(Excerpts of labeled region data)
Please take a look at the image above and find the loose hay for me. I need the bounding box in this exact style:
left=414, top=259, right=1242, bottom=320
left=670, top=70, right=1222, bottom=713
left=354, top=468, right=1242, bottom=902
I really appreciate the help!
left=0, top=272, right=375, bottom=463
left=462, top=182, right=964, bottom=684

* Aim of the exercise *
Copy out all of the data above line by line, requests included, and offset every bounding-box coordinate in the answers by adding 41. Leave the request text and its format samples unchanged.

* Exercise result *
Please take a look at the image above and find the loose hay for me. I need the bounding box in this exact style:
left=414, top=259, right=1242, bottom=320
left=670, top=70, right=1222, bottom=713
left=354, top=468, right=1242, bottom=902
I really appreciate the help!
left=41, top=313, right=416, bottom=504
left=503, top=223, right=1005, bottom=725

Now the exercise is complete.